The Pope and the Dictator
One of the first articles I ever wrote for publication was entitled, “The Lost Art of anger.” It grew out of my consternation arising from a heinous crime.
On May 10, 1961 the bodies of two children were found at the bottom of Crooked River Gorge in Central Oregon. At that location the gorge has sheer vertical walls and it ranges from 300 to 500 feet deep. Someone had thrown both children into the gorge.
Authorities discovered that the children had been bludgeoned and sexually mutilated before their deaths. It looked like the work of a sexual predator, but authorities soon deduced that the mutilation was a cover for something even more shocking. The children had been killed by their mother and her companion because the children were a hindrance to the women’s Lesbian love affair.
The mother, named Gertrude Nunez, and her companion, Jeannace Freeman were convicted of the murders. Freeman, who was dominant and deemed the worse offender of the pair, became the only woman ever sentenced to death in Oregon.

## Supplied entries
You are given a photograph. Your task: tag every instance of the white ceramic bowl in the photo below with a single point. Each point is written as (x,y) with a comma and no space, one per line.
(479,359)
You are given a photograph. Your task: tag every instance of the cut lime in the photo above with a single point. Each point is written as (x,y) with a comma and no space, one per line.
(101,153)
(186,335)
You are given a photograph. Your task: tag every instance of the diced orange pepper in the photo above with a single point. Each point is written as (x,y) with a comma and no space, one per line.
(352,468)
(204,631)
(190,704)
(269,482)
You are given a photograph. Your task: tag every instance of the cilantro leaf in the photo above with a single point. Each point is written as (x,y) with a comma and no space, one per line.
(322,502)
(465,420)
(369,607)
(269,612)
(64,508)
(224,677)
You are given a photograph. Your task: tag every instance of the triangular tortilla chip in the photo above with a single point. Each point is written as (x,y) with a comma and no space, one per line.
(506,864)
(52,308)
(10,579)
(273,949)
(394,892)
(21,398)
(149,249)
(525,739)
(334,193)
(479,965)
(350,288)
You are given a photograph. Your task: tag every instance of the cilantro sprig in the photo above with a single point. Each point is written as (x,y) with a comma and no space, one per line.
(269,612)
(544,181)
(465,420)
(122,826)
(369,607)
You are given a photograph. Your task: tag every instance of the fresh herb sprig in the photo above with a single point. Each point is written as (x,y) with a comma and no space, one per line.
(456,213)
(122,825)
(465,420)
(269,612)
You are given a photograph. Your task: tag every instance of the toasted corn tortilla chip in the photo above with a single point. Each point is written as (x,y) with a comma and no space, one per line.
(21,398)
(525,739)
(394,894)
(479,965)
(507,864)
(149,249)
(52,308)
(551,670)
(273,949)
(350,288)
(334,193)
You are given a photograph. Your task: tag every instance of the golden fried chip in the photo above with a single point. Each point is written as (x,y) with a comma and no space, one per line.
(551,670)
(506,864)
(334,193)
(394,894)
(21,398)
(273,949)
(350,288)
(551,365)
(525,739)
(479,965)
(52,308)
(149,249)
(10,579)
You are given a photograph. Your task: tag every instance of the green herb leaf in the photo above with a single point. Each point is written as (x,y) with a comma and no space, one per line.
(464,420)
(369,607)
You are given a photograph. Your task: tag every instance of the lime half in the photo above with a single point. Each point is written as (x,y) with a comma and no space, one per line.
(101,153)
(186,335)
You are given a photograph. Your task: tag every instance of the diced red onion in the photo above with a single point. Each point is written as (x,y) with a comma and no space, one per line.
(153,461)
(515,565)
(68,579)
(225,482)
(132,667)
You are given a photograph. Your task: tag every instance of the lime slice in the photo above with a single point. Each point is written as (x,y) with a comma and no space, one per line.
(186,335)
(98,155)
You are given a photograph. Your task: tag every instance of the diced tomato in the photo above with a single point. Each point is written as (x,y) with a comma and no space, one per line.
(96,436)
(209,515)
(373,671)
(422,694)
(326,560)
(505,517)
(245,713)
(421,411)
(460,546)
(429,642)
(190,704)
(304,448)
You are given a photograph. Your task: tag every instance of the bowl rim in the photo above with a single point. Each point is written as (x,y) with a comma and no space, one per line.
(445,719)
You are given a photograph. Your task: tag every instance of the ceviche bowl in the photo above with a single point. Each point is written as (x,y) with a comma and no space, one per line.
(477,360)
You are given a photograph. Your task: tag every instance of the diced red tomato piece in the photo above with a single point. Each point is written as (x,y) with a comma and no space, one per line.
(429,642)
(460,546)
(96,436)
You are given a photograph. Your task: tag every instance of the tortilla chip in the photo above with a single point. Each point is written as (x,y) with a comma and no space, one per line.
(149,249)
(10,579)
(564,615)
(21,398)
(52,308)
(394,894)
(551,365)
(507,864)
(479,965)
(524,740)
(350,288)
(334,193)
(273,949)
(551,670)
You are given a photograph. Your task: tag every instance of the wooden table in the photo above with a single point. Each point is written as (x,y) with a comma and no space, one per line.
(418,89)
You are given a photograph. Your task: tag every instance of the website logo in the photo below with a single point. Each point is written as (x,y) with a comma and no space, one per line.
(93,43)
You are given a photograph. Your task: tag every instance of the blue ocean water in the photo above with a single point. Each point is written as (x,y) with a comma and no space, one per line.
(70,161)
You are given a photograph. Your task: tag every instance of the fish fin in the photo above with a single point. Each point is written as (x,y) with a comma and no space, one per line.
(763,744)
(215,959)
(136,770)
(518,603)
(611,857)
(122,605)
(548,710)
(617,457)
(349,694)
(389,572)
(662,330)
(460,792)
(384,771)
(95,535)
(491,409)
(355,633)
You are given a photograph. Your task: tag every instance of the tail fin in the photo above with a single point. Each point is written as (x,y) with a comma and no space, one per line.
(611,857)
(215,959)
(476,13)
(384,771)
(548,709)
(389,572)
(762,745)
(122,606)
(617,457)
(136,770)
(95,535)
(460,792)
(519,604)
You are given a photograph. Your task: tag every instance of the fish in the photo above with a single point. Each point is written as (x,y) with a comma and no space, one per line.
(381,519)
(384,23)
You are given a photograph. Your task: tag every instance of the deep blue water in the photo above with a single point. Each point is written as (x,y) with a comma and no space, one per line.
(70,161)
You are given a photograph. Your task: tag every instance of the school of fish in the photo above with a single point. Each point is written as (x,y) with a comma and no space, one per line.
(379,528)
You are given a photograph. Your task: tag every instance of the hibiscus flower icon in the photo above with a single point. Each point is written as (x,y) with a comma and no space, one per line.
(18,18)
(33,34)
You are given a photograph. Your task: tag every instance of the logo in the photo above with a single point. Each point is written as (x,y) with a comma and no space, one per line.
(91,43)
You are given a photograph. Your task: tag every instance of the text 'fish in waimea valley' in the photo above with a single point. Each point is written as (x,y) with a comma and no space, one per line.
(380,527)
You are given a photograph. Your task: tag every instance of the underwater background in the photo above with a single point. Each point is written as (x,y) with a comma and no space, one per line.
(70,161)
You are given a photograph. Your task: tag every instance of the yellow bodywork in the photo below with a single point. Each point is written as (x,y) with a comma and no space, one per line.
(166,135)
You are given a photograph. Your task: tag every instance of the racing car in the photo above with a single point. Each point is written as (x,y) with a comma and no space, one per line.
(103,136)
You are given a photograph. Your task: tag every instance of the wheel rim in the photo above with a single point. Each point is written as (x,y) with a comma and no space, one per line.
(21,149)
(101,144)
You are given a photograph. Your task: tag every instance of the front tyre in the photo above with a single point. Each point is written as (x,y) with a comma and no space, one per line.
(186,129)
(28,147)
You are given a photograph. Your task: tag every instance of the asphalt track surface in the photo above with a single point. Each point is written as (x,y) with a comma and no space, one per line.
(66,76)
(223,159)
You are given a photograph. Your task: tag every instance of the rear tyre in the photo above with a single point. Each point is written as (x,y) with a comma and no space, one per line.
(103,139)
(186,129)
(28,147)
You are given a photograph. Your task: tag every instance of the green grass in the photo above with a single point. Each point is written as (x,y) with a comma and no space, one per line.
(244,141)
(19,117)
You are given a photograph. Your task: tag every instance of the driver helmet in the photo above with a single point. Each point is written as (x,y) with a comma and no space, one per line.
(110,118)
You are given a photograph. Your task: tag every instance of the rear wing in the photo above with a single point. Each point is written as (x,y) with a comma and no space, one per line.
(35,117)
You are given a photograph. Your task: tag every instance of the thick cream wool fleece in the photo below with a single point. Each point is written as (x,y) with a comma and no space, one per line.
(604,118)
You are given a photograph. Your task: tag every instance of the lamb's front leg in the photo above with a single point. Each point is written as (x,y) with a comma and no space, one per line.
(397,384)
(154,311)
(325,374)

## Problem A
According to the text about the Crooked River Gorge murders, what distinction did Jeannace Freeman's sentence give her?
## Problem B
Resume the text about the Crooked River Gorge murders from its last sentence.
The listing isn't needed for this.

## Exercise output A
She became the only woman ever sentenced to death in Oregon.

## Exercise output B
My article at that time said that anger, indeed, burning indignation against these women, was not only justified but was morally mandated. I wrote it to disagree sharply with a tendency in psychology then to excuse and explain away all wrongdoing.
As a young man, Karol Wojtyla saw the face of cruelty close up. Friends wanted him to take up arms with them against the Nazis who occupied his beloved homeland, and terrorized the Polish people. However, his priest told him there were other ways to fight evil. In due time Wojtyla became a priest himself. Eventually he saw the end of Nazi occupation, only to have Communism take its place. Despite all the evil around him, Wojtyla continued to believe in man’s inherent dignity.
This belief, which defined him when he became Pope John Paul II, was no sentimental notion that we should always be nice because no one is really bad. Rather it was based on his profound belief in the incarnation: God himself showed man’s essential dignity by becoming a man.
A close associate of John Paul, Cardinal Justin Rigali explained, “He would insist that, no matter if people harm you, you remember always that the human dignity in them cannot be obliterated. They always share humanity with the Son of God” (The Catholic Standard and Times, April 7, 2005).
Asked how the pope honored these principles when he dealt with his enemies, Rigali said, “The pope didn’t have enemies. There were many people he disagreed with—forces of evil, anti-life forces—but the pope was not against people. It was his job to proclaim the dignity of everyone” (ibid).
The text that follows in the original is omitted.